▶ Stated exercise:
Express the records from the line containing "the metal hardware." through the line containing "[[115, 109]]" as a two-column CSV with the headers request and points. Give one row per record, with its text in request and its answer in points, each in a single quoted field and with line breaks replaced by spaces.

▶ Record set:

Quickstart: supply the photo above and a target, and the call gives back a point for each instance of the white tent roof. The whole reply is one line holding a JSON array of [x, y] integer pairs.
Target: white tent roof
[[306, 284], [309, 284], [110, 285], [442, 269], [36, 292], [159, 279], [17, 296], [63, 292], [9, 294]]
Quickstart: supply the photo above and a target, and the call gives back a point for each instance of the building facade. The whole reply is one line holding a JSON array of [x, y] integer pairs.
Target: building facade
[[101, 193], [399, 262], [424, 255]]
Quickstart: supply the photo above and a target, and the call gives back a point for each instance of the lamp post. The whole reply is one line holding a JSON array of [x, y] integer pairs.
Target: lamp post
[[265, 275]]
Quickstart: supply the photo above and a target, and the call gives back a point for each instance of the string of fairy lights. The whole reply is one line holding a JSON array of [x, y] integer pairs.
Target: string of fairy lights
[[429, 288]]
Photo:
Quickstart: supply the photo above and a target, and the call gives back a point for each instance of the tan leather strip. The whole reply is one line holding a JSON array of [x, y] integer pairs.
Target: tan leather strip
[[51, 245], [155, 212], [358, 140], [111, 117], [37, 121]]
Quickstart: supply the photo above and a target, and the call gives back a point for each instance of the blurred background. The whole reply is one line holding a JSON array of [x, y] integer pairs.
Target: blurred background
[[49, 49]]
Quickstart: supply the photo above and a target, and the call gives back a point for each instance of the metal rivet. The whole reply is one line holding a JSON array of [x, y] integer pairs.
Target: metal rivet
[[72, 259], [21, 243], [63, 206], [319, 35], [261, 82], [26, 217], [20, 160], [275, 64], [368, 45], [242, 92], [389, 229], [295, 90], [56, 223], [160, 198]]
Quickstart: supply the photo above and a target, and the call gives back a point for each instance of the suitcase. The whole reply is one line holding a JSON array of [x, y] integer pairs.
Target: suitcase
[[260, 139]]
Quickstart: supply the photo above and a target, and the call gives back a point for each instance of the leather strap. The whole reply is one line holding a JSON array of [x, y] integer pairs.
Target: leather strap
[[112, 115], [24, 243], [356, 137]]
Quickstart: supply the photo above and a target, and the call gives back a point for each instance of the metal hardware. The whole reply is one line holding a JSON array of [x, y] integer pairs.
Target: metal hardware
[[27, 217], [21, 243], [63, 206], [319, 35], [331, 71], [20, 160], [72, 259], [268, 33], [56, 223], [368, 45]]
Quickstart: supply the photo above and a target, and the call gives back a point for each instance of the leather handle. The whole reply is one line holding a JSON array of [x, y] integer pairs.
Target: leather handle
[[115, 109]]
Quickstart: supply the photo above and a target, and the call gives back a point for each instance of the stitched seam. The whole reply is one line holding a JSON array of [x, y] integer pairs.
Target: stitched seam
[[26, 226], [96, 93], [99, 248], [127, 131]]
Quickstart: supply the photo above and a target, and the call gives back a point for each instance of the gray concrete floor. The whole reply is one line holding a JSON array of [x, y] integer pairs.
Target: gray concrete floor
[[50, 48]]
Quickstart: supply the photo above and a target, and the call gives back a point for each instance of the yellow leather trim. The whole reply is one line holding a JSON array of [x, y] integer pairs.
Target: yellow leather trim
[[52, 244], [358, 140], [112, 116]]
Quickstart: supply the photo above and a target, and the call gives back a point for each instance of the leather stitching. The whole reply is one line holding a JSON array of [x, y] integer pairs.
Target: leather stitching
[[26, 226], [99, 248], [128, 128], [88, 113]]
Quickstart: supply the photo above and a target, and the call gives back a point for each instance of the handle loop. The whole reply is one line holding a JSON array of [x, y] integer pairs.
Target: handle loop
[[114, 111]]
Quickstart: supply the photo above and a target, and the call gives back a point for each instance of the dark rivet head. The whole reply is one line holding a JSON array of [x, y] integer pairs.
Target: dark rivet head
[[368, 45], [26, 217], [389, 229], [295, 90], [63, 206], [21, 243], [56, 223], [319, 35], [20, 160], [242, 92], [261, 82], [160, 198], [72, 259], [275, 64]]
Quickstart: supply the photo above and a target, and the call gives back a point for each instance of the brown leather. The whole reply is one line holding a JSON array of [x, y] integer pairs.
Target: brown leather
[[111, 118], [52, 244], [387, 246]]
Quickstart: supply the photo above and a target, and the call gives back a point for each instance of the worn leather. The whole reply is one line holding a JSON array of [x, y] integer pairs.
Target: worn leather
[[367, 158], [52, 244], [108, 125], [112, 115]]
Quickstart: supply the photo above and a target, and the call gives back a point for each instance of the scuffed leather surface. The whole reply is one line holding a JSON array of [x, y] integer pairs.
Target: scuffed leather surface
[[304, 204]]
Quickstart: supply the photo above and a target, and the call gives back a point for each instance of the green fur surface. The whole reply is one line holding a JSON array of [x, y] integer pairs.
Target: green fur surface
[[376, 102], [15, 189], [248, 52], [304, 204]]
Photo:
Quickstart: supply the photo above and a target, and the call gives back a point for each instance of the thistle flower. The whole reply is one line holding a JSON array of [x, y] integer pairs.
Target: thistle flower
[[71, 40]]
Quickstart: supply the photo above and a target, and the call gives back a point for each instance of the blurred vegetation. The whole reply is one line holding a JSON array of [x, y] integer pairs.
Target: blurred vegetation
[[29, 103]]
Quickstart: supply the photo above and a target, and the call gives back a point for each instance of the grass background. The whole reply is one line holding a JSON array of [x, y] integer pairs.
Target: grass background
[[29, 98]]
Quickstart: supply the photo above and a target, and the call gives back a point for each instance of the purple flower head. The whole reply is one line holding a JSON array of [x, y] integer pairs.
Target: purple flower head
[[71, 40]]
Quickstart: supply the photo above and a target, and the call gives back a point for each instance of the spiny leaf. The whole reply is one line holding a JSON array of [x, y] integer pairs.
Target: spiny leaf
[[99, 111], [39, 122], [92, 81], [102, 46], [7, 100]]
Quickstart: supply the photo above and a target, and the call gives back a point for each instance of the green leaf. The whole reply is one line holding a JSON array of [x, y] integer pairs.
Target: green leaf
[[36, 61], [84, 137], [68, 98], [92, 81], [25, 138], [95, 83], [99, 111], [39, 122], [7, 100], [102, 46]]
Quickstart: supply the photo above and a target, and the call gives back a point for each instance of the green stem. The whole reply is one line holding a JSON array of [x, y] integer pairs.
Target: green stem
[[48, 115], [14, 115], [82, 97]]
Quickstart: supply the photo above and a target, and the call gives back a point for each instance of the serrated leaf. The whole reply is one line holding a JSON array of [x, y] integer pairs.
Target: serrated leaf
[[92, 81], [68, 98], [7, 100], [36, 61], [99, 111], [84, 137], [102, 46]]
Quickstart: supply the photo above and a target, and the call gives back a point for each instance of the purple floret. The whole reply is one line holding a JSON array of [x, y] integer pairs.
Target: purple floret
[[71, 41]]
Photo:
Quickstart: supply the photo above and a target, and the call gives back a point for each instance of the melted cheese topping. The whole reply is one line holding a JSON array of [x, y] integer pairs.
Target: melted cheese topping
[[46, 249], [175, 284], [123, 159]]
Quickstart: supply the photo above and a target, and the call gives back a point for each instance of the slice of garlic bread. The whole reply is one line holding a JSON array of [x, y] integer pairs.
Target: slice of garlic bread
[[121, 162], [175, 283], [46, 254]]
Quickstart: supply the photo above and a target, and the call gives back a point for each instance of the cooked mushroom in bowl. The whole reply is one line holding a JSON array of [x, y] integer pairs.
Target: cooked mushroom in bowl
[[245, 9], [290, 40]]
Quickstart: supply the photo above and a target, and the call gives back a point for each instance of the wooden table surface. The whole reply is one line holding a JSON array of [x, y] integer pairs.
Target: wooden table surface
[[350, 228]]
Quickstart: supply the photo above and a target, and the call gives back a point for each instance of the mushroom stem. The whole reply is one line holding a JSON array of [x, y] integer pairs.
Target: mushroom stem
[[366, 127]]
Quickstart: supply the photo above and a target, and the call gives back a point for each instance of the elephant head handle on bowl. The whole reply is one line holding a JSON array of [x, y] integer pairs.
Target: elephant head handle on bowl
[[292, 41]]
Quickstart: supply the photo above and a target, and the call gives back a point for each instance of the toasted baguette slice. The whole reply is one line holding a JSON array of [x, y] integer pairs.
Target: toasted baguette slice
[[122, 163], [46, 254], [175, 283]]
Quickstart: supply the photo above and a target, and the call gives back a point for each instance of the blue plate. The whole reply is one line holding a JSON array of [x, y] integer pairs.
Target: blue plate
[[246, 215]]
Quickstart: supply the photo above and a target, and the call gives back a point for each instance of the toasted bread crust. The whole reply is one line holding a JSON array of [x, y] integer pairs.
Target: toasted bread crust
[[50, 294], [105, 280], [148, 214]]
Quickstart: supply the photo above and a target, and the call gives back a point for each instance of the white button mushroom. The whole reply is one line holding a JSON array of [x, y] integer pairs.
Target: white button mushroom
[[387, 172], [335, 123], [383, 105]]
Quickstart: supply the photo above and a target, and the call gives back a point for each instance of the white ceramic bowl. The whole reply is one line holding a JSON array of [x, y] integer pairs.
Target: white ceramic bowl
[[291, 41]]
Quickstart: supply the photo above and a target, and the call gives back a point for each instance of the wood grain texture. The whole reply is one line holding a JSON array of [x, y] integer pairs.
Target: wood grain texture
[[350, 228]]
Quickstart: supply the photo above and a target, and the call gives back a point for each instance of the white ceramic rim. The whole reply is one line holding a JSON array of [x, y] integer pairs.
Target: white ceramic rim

▶ Final result:
request,points
"Quickstart: supply the photo above and a target, and the call gives back a point for each instance of the metal hardware. The whole reply is one line holding a JSON array of [x, y] integer pairs. Target: metal hardware","[[27, 217], [21, 243], [63, 206], [319, 35], [331, 71], [20, 160], [72, 259], [268, 33], [56, 223], [368, 45]]"
"Quickstart: supply the photo above and a target, and the call gives back a point for each instance of the leather handle. The whole reply is one line holding a JSON array of [x, y] integer pairs. Target: leather handle","[[115, 109]]"